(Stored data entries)
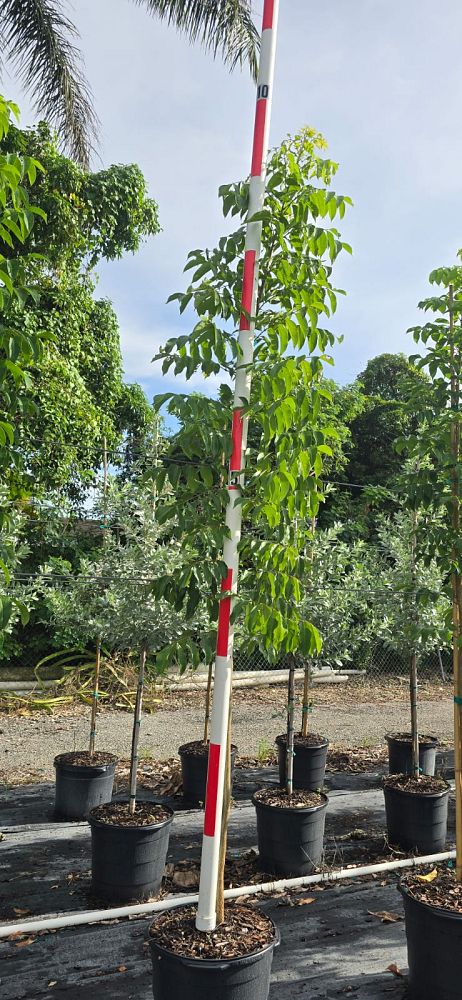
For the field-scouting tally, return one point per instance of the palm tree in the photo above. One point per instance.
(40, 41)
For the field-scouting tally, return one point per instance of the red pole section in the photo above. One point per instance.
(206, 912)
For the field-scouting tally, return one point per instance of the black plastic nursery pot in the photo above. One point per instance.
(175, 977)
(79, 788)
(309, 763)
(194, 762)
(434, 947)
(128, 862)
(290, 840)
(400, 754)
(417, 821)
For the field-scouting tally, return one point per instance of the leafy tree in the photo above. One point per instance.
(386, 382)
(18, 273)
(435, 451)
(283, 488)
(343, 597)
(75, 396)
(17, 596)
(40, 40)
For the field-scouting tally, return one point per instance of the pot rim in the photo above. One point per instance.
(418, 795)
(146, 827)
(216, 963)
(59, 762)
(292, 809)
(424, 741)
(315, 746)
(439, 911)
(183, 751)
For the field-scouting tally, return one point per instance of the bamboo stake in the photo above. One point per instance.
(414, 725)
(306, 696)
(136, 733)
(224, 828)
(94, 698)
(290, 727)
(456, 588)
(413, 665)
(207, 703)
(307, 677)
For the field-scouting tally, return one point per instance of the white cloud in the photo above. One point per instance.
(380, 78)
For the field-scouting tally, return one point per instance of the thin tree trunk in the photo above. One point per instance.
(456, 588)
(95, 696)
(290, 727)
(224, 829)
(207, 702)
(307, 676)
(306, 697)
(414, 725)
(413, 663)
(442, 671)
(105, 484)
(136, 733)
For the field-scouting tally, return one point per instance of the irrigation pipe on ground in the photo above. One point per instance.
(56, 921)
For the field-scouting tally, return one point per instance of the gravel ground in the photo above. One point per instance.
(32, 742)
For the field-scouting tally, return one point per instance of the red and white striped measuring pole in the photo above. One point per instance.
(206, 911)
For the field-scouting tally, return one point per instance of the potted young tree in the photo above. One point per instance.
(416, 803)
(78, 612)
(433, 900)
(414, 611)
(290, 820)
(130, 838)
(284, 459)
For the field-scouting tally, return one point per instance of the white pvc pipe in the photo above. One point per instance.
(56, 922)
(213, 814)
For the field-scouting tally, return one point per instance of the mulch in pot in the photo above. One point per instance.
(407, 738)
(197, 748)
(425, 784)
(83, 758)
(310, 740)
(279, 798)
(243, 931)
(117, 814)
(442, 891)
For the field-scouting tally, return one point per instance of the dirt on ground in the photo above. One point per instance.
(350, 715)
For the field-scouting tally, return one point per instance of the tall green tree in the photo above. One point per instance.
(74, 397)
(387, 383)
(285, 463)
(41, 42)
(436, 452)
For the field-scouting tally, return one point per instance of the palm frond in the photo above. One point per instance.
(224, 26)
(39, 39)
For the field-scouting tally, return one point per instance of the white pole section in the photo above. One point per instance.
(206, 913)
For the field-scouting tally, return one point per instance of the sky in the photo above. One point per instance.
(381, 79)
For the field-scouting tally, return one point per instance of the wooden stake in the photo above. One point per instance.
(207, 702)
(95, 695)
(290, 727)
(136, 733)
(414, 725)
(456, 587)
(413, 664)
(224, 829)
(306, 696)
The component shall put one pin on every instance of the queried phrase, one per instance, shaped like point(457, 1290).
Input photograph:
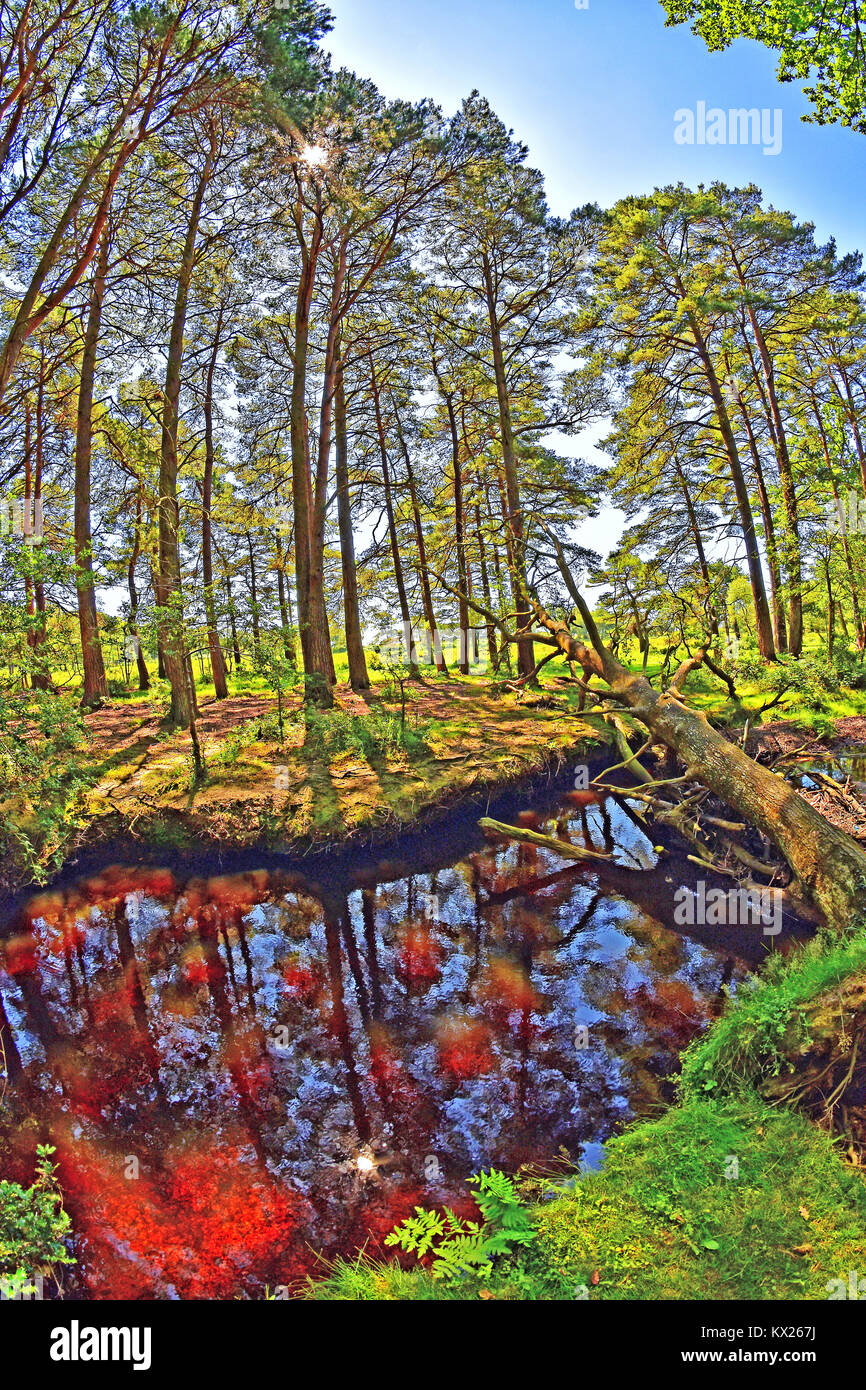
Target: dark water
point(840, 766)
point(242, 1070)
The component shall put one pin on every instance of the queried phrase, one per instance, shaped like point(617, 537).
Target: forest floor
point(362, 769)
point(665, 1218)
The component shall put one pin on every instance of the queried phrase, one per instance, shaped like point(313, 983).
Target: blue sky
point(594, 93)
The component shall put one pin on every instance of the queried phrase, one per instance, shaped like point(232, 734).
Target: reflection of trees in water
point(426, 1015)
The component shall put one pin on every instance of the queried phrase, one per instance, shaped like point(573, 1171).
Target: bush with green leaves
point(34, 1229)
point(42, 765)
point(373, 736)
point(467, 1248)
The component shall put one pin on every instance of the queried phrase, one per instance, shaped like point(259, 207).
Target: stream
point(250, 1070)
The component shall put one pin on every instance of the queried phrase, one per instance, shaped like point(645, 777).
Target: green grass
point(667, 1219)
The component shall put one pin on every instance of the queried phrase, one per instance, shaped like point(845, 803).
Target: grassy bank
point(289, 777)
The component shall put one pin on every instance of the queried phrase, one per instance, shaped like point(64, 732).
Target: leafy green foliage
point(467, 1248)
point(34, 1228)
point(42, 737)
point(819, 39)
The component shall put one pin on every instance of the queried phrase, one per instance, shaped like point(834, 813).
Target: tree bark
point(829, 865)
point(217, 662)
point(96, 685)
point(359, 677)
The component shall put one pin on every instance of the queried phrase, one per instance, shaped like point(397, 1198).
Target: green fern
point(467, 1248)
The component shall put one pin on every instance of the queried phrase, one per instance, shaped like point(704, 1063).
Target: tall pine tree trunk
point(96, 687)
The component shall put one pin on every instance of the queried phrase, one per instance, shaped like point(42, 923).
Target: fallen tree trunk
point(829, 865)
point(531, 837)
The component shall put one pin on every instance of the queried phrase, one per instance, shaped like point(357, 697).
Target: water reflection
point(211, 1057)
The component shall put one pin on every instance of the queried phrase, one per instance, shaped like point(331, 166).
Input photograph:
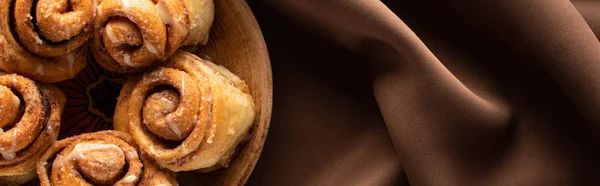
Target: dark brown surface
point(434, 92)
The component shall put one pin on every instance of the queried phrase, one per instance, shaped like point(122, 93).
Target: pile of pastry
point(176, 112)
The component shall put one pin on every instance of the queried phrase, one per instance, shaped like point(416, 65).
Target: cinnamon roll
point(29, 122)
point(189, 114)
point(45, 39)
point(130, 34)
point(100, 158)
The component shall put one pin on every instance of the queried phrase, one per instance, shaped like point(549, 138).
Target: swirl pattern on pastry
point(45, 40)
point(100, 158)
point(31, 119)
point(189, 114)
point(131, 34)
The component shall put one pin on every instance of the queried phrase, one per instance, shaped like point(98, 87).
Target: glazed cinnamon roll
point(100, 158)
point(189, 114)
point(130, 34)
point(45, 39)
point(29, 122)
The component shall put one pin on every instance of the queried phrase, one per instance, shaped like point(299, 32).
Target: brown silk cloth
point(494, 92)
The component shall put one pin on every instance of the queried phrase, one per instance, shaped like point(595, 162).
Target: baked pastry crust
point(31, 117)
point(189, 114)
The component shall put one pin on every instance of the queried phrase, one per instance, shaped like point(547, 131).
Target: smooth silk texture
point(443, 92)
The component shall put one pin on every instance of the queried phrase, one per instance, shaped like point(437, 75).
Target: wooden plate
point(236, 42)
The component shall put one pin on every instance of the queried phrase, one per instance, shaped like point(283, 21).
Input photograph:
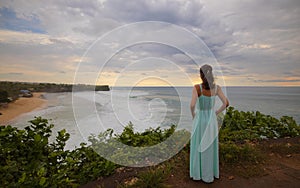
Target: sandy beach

- **WHAT THIS TASK INVOLVES**: Only the words belong in your copy: restate the data above exactly and leave the images out.

- **ANSWER AREA**:
For the field-scouting tally, return one point per instance of the palm tree in the photo above. One point per instance.
(40, 41)
For the field-scouting tally, return one point per instance of the red pole section in the photo above. One point per instance.
(206, 912)
For the field-scouting tally, return one point per instance of the black plastic nursery pot in the photo above. One point per instance.
(175, 977)
(79, 788)
(309, 763)
(194, 762)
(434, 947)
(128, 862)
(290, 840)
(400, 754)
(417, 821)
For the field-scouting tally, return one point per instance of the leafy tree in the photo above. One point per instance.
(386, 382)
(18, 273)
(435, 451)
(283, 488)
(343, 597)
(75, 396)
(17, 596)
(40, 40)
For the field-scouting tally, return one point per instance of the pot rim in the photo above. One point per instance.
(418, 795)
(146, 827)
(216, 963)
(59, 762)
(292, 809)
(424, 741)
(315, 746)
(439, 911)
(183, 751)
For the field-scouting tally, return one point per instance of the bamboo stake in the photo above. One point per instance.
(414, 725)
(306, 696)
(136, 733)
(224, 828)
(94, 698)
(290, 727)
(456, 588)
(413, 665)
(207, 703)
(307, 677)
For the field-scouting tally, return one point per instance of the white cloud in the photo above. One point per instance.
(380, 78)
For the field-scouting tally, return one point per instance of the thin tree trunk in the photo above. One point per instance.
(456, 588)
(95, 696)
(290, 727)
(224, 829)
(207, 702)
(307, 676)
(306, 697)
(414, 725)
(413, 663)
(442, 671)
(105, 484)
(136, 733)
For the field-scouting tally, return one point per instance of the irrigation pipe on ground in the photo above. One point per instance.
(56, 921)
For the field-scouting tally, return one point per instance of the gravel ground in the photo above. One point per instance.
(32, 742)
For the field-scouting tally, return one point per instance of the red and white striped measuring pole in the photo above. One point per instance.
(206, 911)
For the field-scouting tally, return one point per instance of the potted young tree in the photo above. One point per instance.
(416, 803)
(78, 612)
(433, 900)
(414, 611)
(290, 820)
(130, 838)
(284, 459)
For the field-scouting tally, return one point per instance of the white pvc pipe in the photo above. One point per instance.
(56, 922)
(213, 814)
For the field-scouting tally, return one point per instance of the mulch in pot in the photo above. One point per instance.
(407, 738)
(197, 748)
(425, 784)
(83, 758)
(310, 740)
(279, 798)
(243, 931)
(117, 814)
(442, 891)
For the field-scouting tally, return one point per instance of the dirt on ground in the photo above. One point per instance.
(350, 715)
For the field-scouting tally, return one point per instance of the tall green tree in the photo above. One point per instance.
(74, 397)
(387, 383)
(285, 463)
(41, 42)
(436, 452)
For the field-scouting tally, return one point per instance of the palm frond in the photo above. One point per instance.
(224, 26)
(39, 39)
For the field-scouting tally, return one point per instance of the white pole section in the photo above. One point per instance.
(206, 913)
For the field-scouting tally, return one point per instance of the sky in the photo above. One point per instance.
(381, 79)
For the field-scouting tally, return one point per instance of the wooden stake in the photo above. One point per instance.
(207, 702)
(95, 695)
(290, 727)
(136, 733)
(414, 725)
(456, 587)
(413, 664)
(224, 829)
(306, 696)
The component shall put one pin on every instance of the queried phrase, one per instance, shaped like point(457, 1290).
Input photograph:
Target: dark water
point(840, 766)
point(242, 1070)
The component shall put one pin on every instance of the queried phrase, one per instance, shaped like point(617, 537).
Target: forest floor
point(362, 769)
point(665, 1218)
The component shall put one pin on every instance of the queried phrase, one per instance, shaped like point(313, 983).
Target: blue sky
point(594, 93)
The component shall put one pin on every instance of the queried phrase, one per instance, shaped like point(232, 734).
Target: reflection of trees in water
point(426, 1015)
The component shall put one pin on every instance of the queried phrase, one per instance, shaped like point(573, 1171).
Target: bush with green leaves
point(34, 1229)
point(42, 765)
point(373, 736)
point(467, 1248)
The component shall put one pin on every instance of the queried phrase, one per instance, shaped like point(259, 207).
Target: stream
point(250, 1070)
The component shall put one pin on every instance of the queried phrase, one per instance, shaped like point(645, 777).
Target: green grass
point(667, 1219)
The component shall put one pin on every instance of the queried phrase, one per instance, shaped like point(845, 803).
Target: grassy bank
point(289, 777)
The component shall put one pin on every instance of the queried phrase, one per instance, shaped like point(64, 732).
Target: leafy green foliage
point(467, 1248)
point(34, 1228)
point(42, 737)
point(819, 39)
The component shall put one pin on every instance of the queried phrase, one per instance, shaped like point(834, 813).
Target: tree bark
point(829, 865)
point(217, 662)
point(96, 685)
point(359, 677)
The component shall put one pin on every instance of the queried phrase, one per instance, shaped like point(397, 1198).
Target: green fern
point(467, 1248)
The component shall put one pin on every instance of the queried phrase, one per instance, shaped like point(704, 1063).
Target: tall pine tree trunk
point(96, 687)
The component shall put one pin on every instance of the queried phrase, one per instance, shaped like point(42, 923).
Target: fallen tree trunk
point(829, 865)
point(531, 837)
The component shall put one pin on every instance of the queried phrase, one per instance, shaped like point(357, 697).
Target: water reflection
point(211, 1057)
The component shall put one pin on every instance of the queried phrase, one per instance, shaped like point(331, 166).
Input photograph:
Target: dark brown surface
point(434, 92)
The component shall put one pin on every instance of the queried phrase, one per instance, shaped like point(122, 93).
Target: pile of pastry
point(176, 112)
The component shall put one pin on every instance of the queried phrase, one per instance, shaped like point(416, 65).
Target: cinnamon roll
point(29, 122)
point(189, 114)
point(45, 39)
point(130, 34)
point(100, 158)
The component shall put one pin on every instance of the queried phrase, one per instance, shaped like point(549, 138).
Target: swirl pattern on pastry
point(45, 40)
point(100, 158)
point(31, 119)
point(189, 114)
point(131, 34)
The component shall put one pin on every instance of the queried phrase, one per instance, shaped like point(98, 87).
Target: glazed cinnamon roll
point(100, 158)
point(189, 114)
point(130, 34)
point(45, 39)
point(29, 122)
The component shall put one pin on every instance of the queried phrase, one per instance, shaped like point(299, 32).
Target: brown silk cloth
point(494, 92)
The component shall put one pin on every instance of the queried phrase, one per instance, shaped like point(595, 162).
Target: baked pastry crust
point(31, 117)
point(189, 114)
The component shall put one pin on every instance of the queried phrase, one per instance, shaped like point(547, 131).
Target: smooth silk texture
point(443, 92)
The component shall put one pin on every instance of the queried phrase, one per instance, shaped like point(437, 75).
Target: wooden plate
point(236, 42)
The component shall put one pin on every instance of the queried phrase, one per instance, shaped like point(283, 21).
Input photograph:
Target: sandy beach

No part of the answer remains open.